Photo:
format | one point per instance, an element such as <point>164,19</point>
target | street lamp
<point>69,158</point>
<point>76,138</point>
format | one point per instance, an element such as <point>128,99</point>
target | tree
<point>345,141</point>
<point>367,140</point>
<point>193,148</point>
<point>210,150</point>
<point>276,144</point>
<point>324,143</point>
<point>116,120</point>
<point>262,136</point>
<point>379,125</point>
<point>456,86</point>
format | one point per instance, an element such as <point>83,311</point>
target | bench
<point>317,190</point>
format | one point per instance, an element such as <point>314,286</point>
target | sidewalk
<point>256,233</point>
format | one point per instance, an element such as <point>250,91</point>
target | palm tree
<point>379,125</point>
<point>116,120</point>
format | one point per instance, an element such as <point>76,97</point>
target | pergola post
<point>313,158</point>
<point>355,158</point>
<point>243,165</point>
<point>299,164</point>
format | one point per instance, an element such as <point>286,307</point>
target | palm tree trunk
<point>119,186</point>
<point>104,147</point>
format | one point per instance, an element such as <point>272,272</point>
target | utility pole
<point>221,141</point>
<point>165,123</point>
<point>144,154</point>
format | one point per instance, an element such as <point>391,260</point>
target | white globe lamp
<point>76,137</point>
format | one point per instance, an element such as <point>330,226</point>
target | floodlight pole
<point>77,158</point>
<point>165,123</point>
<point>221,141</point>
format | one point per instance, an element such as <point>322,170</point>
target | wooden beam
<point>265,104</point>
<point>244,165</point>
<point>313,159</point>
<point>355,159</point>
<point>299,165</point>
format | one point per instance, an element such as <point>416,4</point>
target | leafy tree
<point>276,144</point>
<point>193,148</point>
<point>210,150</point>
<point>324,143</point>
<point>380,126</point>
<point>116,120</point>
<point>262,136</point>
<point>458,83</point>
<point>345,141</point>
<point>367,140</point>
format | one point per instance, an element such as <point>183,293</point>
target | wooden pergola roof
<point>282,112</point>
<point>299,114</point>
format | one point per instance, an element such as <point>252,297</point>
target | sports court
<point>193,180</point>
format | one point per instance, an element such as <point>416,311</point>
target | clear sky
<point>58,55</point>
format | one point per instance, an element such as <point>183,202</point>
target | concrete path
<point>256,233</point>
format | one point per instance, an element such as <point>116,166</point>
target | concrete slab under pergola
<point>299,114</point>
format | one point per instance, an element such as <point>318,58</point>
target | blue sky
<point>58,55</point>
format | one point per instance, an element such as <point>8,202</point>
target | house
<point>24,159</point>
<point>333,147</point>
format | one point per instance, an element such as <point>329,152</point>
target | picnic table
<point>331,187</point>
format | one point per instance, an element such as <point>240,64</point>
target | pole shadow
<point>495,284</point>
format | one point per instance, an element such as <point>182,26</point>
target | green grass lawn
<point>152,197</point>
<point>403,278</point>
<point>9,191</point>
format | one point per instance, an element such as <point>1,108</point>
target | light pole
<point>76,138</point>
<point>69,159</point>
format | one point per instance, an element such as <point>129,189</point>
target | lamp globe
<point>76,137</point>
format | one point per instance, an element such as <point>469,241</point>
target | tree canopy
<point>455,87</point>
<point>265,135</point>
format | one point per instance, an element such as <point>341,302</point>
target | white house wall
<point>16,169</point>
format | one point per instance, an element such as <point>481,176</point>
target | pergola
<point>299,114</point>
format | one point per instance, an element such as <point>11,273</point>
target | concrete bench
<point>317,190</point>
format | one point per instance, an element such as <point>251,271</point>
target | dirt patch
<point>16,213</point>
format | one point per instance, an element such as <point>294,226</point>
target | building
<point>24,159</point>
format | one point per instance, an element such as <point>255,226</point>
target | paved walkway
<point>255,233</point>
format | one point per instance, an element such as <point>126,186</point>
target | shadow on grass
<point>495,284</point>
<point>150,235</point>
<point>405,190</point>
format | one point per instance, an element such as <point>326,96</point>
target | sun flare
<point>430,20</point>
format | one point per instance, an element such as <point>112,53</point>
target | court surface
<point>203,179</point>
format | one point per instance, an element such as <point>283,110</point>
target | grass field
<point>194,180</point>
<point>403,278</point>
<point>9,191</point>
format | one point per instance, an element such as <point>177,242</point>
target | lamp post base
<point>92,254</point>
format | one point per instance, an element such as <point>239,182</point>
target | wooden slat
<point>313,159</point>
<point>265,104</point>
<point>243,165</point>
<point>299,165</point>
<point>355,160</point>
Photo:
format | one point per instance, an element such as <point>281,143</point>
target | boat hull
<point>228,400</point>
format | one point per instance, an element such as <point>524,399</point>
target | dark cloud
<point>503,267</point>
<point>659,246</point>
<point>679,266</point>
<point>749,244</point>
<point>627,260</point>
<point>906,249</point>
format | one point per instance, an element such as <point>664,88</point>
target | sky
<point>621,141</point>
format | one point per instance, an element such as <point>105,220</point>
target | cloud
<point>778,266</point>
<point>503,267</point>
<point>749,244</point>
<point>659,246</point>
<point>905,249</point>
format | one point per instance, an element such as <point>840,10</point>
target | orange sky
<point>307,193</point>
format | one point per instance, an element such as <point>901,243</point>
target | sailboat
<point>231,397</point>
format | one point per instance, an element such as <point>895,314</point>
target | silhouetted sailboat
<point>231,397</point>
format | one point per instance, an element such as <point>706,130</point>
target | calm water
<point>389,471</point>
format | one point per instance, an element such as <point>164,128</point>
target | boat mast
···
PROBLEM :: Copy the lines from the one containing "such as <point>895,314</point>" through the end of the rows, replacing "calm water" with "still water" and leaving everything else unchanged.

COMPLETED TASK ::
format | one point per instance, an element such as <point>895,314</point>
target | silhouetted sailboat
<point>231,397</point>
format | one point per instance, an element such as <point>706,130</point>
target | still water
<point>389,471</point>
format | one point per instance, an element such as <point>164,128</point>
target | boat mast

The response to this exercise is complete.